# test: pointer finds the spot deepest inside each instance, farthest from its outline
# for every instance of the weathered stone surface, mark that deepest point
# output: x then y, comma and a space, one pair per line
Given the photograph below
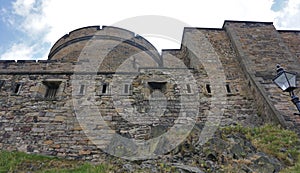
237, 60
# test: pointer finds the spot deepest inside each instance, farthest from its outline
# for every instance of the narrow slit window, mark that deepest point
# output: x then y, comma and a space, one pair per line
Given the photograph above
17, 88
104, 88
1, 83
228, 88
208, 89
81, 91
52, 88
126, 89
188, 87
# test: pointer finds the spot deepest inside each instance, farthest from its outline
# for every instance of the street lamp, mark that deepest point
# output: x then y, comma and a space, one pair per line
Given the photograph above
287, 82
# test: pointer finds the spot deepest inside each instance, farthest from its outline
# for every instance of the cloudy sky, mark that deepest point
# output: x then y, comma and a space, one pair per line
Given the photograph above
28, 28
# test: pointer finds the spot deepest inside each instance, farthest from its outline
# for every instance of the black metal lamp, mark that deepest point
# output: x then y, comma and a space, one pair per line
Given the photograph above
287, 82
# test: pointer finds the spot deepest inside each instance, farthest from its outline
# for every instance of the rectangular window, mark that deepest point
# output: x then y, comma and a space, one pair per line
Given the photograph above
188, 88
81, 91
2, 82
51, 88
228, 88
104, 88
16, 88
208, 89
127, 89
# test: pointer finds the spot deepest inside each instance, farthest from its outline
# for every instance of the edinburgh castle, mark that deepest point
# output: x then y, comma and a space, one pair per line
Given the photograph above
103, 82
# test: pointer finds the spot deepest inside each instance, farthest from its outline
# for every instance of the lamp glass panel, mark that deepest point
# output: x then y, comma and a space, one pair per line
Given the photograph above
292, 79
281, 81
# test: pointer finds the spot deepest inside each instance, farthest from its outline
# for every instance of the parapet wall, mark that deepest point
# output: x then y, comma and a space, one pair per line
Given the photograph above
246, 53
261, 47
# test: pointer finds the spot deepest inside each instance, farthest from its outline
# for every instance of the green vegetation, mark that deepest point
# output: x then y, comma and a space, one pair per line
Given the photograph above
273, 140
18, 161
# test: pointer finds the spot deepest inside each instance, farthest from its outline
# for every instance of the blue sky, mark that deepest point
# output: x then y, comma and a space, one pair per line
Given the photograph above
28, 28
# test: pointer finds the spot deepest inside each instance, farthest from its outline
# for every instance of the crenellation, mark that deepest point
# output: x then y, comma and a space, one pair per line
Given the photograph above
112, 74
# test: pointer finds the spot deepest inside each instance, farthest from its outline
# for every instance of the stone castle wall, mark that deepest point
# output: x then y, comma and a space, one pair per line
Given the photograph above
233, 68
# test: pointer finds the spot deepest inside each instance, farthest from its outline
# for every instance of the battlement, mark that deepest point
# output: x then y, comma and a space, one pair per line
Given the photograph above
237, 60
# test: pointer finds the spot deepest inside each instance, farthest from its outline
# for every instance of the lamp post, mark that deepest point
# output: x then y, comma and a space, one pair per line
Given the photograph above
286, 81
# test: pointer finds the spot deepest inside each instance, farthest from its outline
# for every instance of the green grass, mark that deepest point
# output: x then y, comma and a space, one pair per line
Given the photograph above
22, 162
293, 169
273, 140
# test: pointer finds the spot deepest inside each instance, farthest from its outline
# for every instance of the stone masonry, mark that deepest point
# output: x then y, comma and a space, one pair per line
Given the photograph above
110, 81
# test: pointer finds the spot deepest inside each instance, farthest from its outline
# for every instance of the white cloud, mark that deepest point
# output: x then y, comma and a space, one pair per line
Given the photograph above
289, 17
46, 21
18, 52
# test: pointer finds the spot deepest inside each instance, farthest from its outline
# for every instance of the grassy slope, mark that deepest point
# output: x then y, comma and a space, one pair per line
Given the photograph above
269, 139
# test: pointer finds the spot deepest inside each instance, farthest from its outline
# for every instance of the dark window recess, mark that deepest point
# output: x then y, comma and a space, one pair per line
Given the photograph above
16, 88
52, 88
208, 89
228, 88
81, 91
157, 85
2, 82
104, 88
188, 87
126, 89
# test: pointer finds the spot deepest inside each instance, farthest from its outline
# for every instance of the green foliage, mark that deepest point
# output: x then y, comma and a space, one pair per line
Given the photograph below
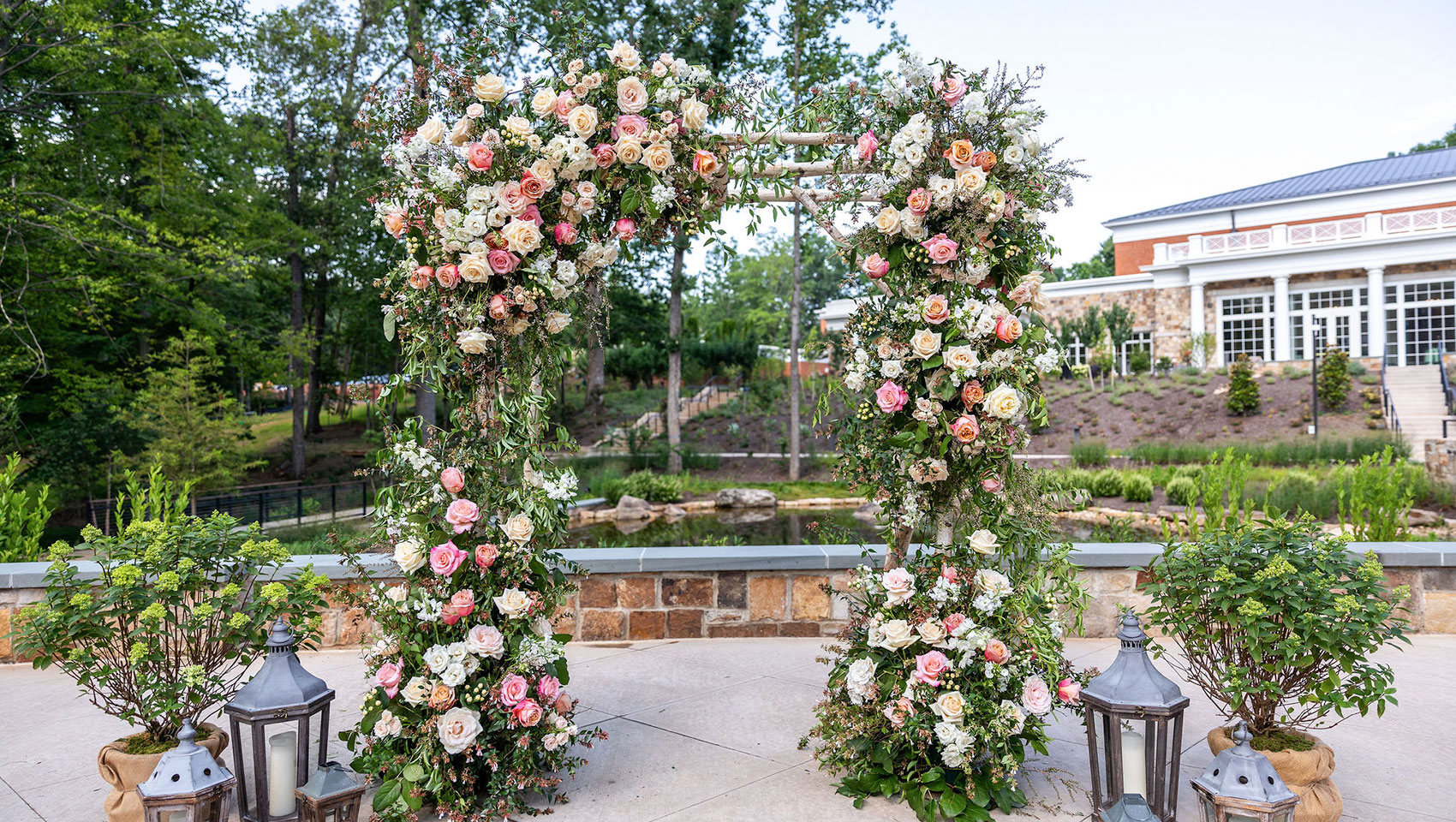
----
**Try it**
Scan the entries above. Copy each line that has the string "lamp".

**Exercise solution**
# for every instance of the street lamp, mark that deepest point
# for every instance of the black metal lamp, mark that deepest point
# for every instance of the lamp glass panel, mark that deepest point
# for every instance of the lamp post, mark that deepest point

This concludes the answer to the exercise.